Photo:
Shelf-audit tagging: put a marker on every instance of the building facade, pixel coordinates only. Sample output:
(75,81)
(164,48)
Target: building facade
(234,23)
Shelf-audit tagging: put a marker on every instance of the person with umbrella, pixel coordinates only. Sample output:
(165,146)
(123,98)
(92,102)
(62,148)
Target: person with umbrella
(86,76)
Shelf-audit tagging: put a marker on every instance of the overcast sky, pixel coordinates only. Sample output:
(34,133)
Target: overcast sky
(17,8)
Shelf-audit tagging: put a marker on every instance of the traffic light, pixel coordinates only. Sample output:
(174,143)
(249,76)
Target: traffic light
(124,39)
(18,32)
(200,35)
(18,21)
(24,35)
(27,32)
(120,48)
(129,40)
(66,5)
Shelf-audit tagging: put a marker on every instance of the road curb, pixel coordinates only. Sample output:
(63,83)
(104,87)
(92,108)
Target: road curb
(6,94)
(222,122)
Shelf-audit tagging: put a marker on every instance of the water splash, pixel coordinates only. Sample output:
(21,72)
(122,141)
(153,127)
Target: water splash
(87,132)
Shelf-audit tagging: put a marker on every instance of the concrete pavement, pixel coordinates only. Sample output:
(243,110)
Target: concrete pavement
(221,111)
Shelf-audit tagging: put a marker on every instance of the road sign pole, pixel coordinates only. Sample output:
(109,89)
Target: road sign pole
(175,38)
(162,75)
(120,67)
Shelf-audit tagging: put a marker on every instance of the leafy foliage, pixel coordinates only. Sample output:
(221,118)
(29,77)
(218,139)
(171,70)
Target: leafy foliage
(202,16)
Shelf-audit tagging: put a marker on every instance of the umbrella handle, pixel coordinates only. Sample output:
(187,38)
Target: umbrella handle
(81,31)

### GOAL OF THE EXERCISE
From the first line through the last, repeat the entries exactly.

### ANSWER SECTION
Photo:
Shelf-audit tagging: put a marker on every instance of the building facade, pixel coordinates only. Sample output:
(75,81)
(164,48)
Target: building facade
(234,23)
Shelf-audit tagging: put a marker on every instance of the person with umbrella, pixel coordinates only. Sample output:
(165,146)
(123,98)
(92,102)
(62,148)
Target: person with umbrella
(86,76)
Shelf-audit tagging: put a marker on every instance of the overcast sky, pixel coordinates only. Sample output:
(34,133)
Target: overcast sky
(17,8)
Shelf-audit tagging: put a marker on every instance of the traffic light, pixel coordinates only. Sample output:
(174,143)
(249,76)
Target: traffic light
(124,39)
(18,32)
(200,35)
(18,21)
(24,35)
(27,32)
(120,48)
(129,40)
(66,5)
Shelf-audit tagging: put a marker on every instance of the road curb, pixel coordinates only. Sample output:
(63,83)
(104,87)
(92,108)
Target: road curb
(6,94)
(222,122)
Shelf-audit tagging: put a marker on every instance of the water splash, pixel coordinates only. Sample output:
(21,72)
(122,141)
(153,127)
Target: water splash
(87,132)
Shelf-audit tagging: put a marker on every instance of the concrete pavement, pixel coordinates only. Sample output:
(243,110)
Target: concrete pavement
(221,111)
Shelf-audit tagging: put a marker on every instance of the road sign pole, pixel coordinates only. Sample output:
(109,89)
Target: road sign pole
(175,38)
(162,75)
(120,67)
Shelf-audit tagging: put a marker on every instance of the leafy foliage, pixel coordinates only. Sample output:
(221,118)
(29,77)
(218,139)
(171,70)
Target: leafy foliage
(202,16)
Shelf-audit tagging: put a marker on every instance of the umbrella handle, pixel coordinates only. Sample output:
(187,38)
Target: umbrella handle
(81,31)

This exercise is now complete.